DATA SHOWN START
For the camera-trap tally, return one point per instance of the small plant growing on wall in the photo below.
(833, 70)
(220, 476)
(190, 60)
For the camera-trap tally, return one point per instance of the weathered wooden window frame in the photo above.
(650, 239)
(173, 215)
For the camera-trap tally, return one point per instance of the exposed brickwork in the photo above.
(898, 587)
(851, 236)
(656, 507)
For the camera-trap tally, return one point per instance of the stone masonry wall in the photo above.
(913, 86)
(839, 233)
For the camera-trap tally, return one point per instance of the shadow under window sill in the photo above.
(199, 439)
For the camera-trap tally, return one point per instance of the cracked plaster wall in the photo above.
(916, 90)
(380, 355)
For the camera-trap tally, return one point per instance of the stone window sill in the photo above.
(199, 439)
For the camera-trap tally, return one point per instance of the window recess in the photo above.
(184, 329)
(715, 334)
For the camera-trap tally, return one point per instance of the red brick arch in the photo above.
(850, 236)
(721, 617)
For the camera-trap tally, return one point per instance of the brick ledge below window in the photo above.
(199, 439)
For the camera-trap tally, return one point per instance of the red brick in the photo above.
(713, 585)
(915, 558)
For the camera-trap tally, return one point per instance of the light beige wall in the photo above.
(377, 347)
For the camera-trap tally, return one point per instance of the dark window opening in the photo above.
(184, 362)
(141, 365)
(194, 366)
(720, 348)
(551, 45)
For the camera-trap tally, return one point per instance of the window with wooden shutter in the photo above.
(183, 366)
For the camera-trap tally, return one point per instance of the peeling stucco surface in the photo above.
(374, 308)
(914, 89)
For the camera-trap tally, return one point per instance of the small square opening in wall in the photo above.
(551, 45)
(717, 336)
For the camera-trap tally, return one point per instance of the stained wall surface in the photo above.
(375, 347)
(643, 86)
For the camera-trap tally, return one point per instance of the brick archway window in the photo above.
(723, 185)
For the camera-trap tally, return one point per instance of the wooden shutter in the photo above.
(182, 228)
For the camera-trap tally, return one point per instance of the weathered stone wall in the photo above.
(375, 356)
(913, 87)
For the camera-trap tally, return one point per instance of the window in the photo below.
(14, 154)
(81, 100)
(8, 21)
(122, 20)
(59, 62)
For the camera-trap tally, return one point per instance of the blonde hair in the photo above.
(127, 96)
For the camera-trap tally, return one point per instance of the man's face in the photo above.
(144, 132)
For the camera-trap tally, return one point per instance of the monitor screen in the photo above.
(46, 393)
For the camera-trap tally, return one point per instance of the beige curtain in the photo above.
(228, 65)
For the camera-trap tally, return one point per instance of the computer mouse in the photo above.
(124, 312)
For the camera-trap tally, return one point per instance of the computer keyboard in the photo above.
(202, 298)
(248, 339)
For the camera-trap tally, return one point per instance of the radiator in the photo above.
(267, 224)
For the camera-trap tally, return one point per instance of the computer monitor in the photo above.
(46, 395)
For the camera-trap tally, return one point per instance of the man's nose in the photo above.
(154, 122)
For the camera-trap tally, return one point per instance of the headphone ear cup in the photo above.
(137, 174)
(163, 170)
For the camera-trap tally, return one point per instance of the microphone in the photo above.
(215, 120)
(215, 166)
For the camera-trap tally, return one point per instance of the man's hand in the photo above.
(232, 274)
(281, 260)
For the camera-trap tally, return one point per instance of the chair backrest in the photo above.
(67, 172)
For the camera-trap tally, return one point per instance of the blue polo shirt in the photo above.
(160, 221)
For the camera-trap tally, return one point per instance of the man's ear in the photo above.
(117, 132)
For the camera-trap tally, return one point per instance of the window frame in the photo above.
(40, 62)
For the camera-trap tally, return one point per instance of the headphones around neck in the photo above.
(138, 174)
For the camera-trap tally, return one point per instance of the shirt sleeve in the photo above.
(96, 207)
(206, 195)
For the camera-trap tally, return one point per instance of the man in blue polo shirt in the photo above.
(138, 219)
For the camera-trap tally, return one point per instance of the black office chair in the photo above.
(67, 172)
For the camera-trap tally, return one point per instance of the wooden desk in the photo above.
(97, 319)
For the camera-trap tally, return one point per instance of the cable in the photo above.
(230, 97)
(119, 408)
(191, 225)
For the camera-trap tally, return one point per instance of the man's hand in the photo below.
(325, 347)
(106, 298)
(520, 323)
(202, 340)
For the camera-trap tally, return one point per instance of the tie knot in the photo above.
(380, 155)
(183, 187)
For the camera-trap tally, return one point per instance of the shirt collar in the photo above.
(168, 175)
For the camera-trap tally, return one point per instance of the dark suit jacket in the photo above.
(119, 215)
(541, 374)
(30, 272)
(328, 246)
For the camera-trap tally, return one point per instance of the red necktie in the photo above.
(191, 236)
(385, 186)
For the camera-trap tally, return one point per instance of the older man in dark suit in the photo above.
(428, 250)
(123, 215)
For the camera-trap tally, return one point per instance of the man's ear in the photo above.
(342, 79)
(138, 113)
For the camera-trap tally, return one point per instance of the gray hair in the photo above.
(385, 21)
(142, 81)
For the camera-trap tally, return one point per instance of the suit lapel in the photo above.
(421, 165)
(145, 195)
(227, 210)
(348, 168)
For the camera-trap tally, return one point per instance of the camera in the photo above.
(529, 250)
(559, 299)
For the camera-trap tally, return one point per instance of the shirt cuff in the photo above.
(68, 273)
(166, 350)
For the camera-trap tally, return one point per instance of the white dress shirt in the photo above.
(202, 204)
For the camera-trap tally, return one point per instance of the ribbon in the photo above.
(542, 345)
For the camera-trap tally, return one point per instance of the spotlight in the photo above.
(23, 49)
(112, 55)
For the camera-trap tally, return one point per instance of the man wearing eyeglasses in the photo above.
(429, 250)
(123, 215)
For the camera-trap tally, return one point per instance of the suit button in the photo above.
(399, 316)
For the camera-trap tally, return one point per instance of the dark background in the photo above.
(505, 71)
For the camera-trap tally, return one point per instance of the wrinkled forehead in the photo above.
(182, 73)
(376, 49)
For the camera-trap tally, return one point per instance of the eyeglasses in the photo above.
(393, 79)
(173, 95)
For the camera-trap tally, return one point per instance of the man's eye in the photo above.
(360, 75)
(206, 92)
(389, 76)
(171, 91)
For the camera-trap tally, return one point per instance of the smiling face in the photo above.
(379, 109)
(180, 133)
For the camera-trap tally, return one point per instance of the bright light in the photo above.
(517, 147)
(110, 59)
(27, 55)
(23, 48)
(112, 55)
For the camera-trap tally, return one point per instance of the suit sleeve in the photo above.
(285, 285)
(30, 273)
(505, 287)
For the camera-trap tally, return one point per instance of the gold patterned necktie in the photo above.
DATA SHOWN END
WHAT TO DO => Reproduce all of the records exactly.

THE COMPLETED TASK =>
For the camera-trap tally, return one point per instance of the small plant growing on wall in the photo below.
(833, 70)
(220, 476)
(190, 60)
For the camera-trap tally, return one point per instance of the weathered wooden window frame in the photo above.
(650, 239)
(173, 215)
For the camera-trap tally, return one point per instance of the exposed brickwork in the photo above.
(898, 587)
(851, 236)
(656, 507)
For the camera-trap tally, return one point per instance of the stone masonry wall in the photo above.
(913, 86)
(839, 233)
For the camera-trap tally, return one point per instance of the shadow under window sill in the photo above.
(199, 439)
For the camera-trap tally, return one point per instance of the cracked plaster wall in the photo above.
(916, 90)
(380, 355)
For the camera-trap tally, return one point per instance of the stone window sill in the photo above.
(199, 439)
For the camera-trap tally, return one point per instance of the window recess in the photo above.
(184, 329)
(715, 334)
For the camera-trap tally, return one point per instance of the red brick arch in the photo above.
(850, 236)
(721, 617)
For the camera-trap tally, return one point per instance of the brick ledge below window in the photo above.
(199, 439)
For the camera-trap tally, return one point per instance of the red brick in the photo above.
(713, 585)
(915, 558)
For the camera-trap tally, return one point per instance of the light beige wall in the photo above.
(377, 347)
For the camera-trap tally, return one point per instance of the dark window opening in the photo above.
(184, 362)
(141, 365)
(194, 366)
(720, 348)
(551, 45)
For the camera-trap tally, return one point per instance of the window with wooden shutter in the photo above.
(183, 366)
For the camera-trap tally, return one point per instance of the peeling stucco surface in the photo above.
(374, 308)
(914, 89)
For the camera-trap tally, return one point per instance of the small square opening in wall in the photo above.
(551, 45)
(717, 336)
For the camera-trap tally, return one point per instance of the stained wall surface in the photo above.
(375, 347)
(643, 86)
For the camera-trap tally, return one point per instance of the brick archway window in the photo above.
(723, 185)
For the camera-trap tally, return one point per instance of the wooden shutter in the photo above.
(182, 228)
For the camera-trap tally, return one point per instance of the weathered stone wall in the photo above.
(375, 356)
(913, 87)
For the camera-trap tally, return one point per instance of the window in the photo below.
(14, 154)
(81, 100)
(8, 21)
(122, 20)
(59, 62)
For the camera-trap tally, return one point per instance of the blonde hair in the photo above.
(127, 96)
For the camera-trap tally, return one point per instance of the man's face in the photo above.
(144, 132)
For the camera-trap tally, return one point per instance of the monitor screen in the photo above.
(46, 393)
For the camera-trap tally, return one point per instance of the beige curtain in the photo above.
(228, 65)
For the camera-trap tally, return one point per instance of the computer mouse in the photo above.
(124, 312)
For the camera-trap tally, return one point per instance of the computer keyboard in the photo above.
(202, 298)
(248, 339)
For the camera-trap tally, return one point per instance of the radiator in the photo above.
(267, 224)
For the camera-trap tally, return one point per instance of the computer monitor in the photo above.
(46, 395)
For the camera-trap tally, return one point per instance of the man's nose in the photo above.
(154, 122)
For the camera-trap tally, return one point per instance of the headphone ear cup in the photo above.
(137, 174)
(163, 170)
For the camera-trap tally, return one point per instance of the microphone in the photo above.
(215, 120)
(215, 166)
For the camera-trap tally, return one point per instance of the man's hand in the photo above.
(232, 274)
(281, 260)
For the camera-trap tally, return one point per instance of the chair backrest in the photo above.
(67, 172)
For the camera-trap tally, return one point per instance of the blue polo shirt in the photo above.
(160, 221)
For the camera-trap tally, return one point per instance of the man's ear in the photo above.
(117, 132)
For the camera-trap tally, return one point per instance of the window frame in the photo above.
(40, 62)
For the camera-trap tally, return one point per instance of the headphones around neck in the photo above.
(138, 174)
For the camera-trap tally, return one point per instance of the shirt sleeve in the photo above.
(96, 207)
(206, 195)
For the camera-trap tally, return one point per instance of the man in blue polo shirt in the photo above.
(138, 219)
For the camera-trap tally, return one point per instance of the black office chair in the photo above.
(67, 172)
For the camera-trap tally, return one point per instance of the wooden desk in the photo above.
(97, 319)
For the camera-trap tally, return one point per instance of the cable in the photo above.
(230, 97)
(119, 408)
(191, 225)
For the camera-trap tally, return one point per instance of the man's hand in the photo below.
(325, 347)
(106, 298)
(520, 323)
(202, 340)
For the camera-trap tally, return one point per instance of the tie knot in the photo above.
(380, 155)
(183, 187)
For the camera-trap tally, return one point per instance of the shirt collar in the photo above.
(168, 175)
For the camera-trap tally, return one point per instance of the dark suit jacket in the photo above.
(119, 215)
(541, 374)
(30, 272)
(328, 246)
For the camera-trap tally, return one point per instance of the red necktie in the photo above.
(191, 236)
(385, 186)
For the camera-trap tally, return one point per instance of the older man in dark suit in the photo above.
(428, 250)
(123, 215)
For the camera-trap tally, return one point per instance of the man's ear in the photo above.
(342, 79)
(138, 113)
For the camera-trap tally, return one point per instance of the gray hair in the photo above.
(385, 21)
(142, 81)
For the camera-trap tally, return one point per instance of the suit lapel in the photo above.
(421, 165)
(145, 195)
(227, 210)
(348, 168)
For the camera-trap tally, return one point per instance of the camera in the photo above.
(529, 250)
(559, 299)
For the camera-trap tally, return one point per instance of the shirt cuff in the photo above.
(68, 273)
(166, 350)
For the camera-trap tally, return one point per instance of the white dress shirt in the photo above.
(202, 204)
For the camera-trap tally, return one point per instance of the ribbon in the photo above.
(542, 345)
For the camera-trap tally, return one point per instance of the spotlight in the photo above.
(23, 49)
(112, 55)
For the camera-trap tally, return one point per instance of the man wearing eyeglasses in the photo above.
(429, 250)
(123, 215)
For the camera-trap tally, return one point per instance of the suit button in the photo above.
(399, 316)
For the camera-trap tally, return one point per instance of the dark background in the photo above.
(505, 71)
For the camera-trap tally, return one point per instance of the wrinkled forehead in the photo above.
(182, 73)
(376, 49)
For the camera-trap tally, return one point per instance of the eyeglasses in the photo above.
(393, 79)
(173, 95)
For the camera-trap tally, return one point per instance of the man's eye in the photo above.
(360, 75)
(206, 92)
(389, 76)
(171, 91)
For the camera-trap tally, return one point per instance of the smiling face in the photo above.
(379, 109)
(180, 133)
For the camera-trap tally, return one point per instance of the bright light in the photo above.
(517, 147)
(110, 59)
(27, 55)
(23, 48)
(112, 55)
For the camera-trap tally, return one point per instance of the suit sleeve in the photo above.
(285, 285)
(30, 273)
(505, 287)
For the camera-trap tally, return one point per instance of the gold patterned necktie in the photo above.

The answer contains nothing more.